Required work
Only the stretch of the listing below that runs from the line with "Find every jersey" through the line with "Find every white sock in the image above." is to be printed, exactly and with both ends.
━━━━━ Supplied material ━━━━━
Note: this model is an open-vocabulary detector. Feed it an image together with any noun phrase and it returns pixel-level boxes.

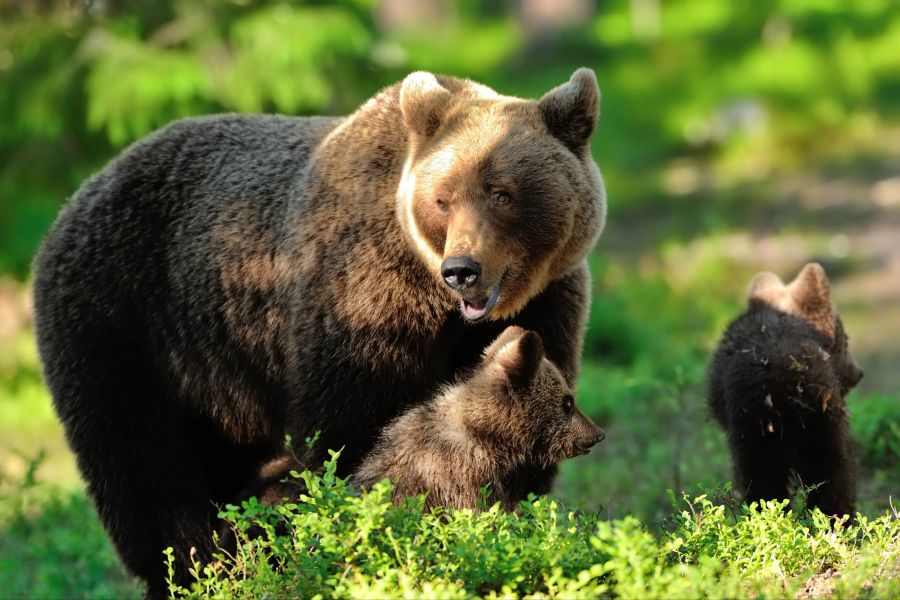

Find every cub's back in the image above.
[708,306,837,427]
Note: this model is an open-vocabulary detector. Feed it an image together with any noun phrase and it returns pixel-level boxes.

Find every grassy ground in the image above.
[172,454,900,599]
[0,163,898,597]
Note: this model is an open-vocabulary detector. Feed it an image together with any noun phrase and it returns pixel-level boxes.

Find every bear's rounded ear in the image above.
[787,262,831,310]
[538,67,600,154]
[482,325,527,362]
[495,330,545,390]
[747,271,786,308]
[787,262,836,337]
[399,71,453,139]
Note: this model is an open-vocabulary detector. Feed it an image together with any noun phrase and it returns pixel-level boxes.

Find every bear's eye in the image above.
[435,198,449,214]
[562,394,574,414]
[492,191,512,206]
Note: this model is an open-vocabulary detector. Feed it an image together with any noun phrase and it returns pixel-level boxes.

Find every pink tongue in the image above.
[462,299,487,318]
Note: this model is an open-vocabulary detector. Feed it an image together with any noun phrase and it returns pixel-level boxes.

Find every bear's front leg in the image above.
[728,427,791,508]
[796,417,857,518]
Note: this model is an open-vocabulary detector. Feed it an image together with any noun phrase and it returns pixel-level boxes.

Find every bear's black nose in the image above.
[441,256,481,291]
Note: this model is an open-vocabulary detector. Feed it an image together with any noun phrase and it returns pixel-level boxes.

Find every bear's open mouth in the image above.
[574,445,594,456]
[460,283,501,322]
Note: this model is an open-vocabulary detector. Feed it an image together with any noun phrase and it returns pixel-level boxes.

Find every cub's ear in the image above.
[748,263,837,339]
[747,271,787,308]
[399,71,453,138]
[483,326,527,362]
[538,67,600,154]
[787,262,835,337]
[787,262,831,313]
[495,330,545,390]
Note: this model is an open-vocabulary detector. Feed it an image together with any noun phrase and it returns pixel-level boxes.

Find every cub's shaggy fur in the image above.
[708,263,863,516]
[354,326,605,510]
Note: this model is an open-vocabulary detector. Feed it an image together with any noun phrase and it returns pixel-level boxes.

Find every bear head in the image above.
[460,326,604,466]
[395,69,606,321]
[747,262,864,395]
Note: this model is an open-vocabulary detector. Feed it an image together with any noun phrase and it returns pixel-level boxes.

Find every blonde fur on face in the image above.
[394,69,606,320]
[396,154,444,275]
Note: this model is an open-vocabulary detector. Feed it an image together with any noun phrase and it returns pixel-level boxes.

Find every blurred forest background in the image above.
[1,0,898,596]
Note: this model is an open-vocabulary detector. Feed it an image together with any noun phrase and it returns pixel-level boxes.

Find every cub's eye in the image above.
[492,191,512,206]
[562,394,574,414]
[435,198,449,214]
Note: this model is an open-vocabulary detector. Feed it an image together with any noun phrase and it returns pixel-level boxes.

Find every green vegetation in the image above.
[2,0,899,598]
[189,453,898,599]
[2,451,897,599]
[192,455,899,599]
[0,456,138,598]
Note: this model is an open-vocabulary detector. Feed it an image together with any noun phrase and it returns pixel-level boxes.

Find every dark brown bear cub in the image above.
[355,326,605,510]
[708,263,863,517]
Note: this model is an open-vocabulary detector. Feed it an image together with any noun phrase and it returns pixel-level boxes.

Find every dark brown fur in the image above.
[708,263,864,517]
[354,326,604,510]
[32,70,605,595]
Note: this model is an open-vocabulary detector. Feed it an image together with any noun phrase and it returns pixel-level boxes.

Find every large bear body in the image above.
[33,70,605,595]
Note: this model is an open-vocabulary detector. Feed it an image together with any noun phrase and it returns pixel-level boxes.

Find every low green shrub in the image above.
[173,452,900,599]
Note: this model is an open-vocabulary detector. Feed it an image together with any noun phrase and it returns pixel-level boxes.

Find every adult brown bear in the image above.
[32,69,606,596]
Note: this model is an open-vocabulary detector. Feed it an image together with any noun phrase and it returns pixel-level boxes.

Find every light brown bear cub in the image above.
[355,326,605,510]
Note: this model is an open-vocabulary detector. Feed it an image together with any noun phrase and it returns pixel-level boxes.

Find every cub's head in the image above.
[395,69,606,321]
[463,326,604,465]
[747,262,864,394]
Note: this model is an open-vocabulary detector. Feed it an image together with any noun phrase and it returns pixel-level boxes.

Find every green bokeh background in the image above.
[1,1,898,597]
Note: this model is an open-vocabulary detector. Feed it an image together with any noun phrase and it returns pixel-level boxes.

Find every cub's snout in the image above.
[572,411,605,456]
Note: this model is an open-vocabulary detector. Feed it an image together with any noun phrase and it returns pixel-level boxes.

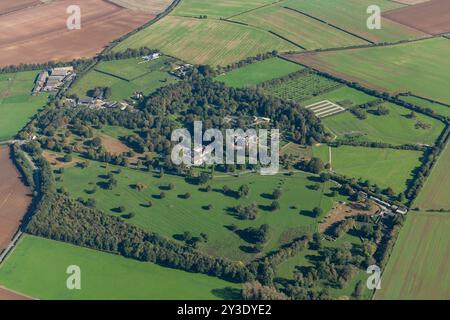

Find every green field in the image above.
━━━━━
━━━━━ Supplied material ━━━━━
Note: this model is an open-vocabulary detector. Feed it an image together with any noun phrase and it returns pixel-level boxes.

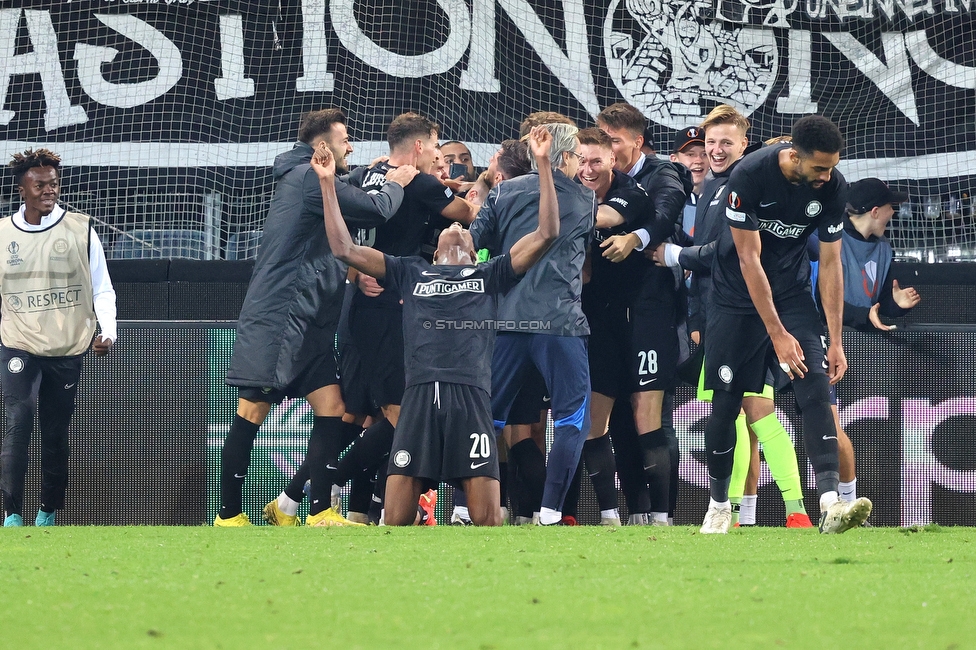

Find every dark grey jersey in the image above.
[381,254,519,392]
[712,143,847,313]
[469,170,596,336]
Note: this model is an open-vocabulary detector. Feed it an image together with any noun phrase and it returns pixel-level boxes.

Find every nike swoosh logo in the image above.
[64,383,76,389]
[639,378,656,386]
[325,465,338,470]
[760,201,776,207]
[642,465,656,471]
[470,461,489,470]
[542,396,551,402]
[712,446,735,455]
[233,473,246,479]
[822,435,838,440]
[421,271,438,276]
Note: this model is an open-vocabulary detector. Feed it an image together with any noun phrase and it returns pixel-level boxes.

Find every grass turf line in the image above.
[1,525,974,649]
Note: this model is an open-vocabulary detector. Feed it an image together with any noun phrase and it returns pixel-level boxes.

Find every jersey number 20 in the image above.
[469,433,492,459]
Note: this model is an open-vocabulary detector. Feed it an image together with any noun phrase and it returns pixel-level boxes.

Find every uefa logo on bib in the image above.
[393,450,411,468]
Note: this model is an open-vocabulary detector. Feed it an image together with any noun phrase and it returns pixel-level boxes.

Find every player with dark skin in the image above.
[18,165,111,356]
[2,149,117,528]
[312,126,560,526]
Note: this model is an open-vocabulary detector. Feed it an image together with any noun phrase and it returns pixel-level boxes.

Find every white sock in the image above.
━━━━━
━━━━━ Supplied material ━━━━━
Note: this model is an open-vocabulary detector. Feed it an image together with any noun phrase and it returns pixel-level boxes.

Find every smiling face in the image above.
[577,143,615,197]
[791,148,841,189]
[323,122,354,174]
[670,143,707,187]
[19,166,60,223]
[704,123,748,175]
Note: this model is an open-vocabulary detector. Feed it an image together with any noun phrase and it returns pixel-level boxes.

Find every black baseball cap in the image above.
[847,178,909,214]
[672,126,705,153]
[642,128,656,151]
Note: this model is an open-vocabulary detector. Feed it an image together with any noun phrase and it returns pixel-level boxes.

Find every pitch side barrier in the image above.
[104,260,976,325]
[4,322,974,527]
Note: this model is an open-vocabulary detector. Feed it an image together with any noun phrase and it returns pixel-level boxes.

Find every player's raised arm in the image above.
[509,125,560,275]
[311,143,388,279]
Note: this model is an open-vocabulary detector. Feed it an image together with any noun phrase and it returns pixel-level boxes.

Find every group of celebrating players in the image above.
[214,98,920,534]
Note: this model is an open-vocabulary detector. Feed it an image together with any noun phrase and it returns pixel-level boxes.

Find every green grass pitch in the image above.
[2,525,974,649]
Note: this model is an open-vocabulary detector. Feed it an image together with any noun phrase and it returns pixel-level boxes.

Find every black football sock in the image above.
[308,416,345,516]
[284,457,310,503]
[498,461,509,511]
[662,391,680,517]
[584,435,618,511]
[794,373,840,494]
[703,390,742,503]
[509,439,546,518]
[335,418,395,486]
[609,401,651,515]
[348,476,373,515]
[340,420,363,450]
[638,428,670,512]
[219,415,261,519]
━━━━━
Solution for this problem
Find every jersey number 20 in the image above.
[469,433,492,459]
Note: this model is an open-vocabulary detector. Feed it an image together with any noun phrase and it returns pixel-level boxes.

Find every uefa logo on bib in the image above.
[393,450,411,468]
Note: this model is an open-vocabulary detector. Feed it an image together with any noun phrase and it returns pixel-level boxes.

Find every player with dark skin in the image above.
[18,165,111,356]
[2,149,117,528]
[312,126,560,526]
Note: this model is an open-vocabulary detector. Feed it an image together with any noun phrase and it returns pixel-level boxes.

Find every white sock in the image above.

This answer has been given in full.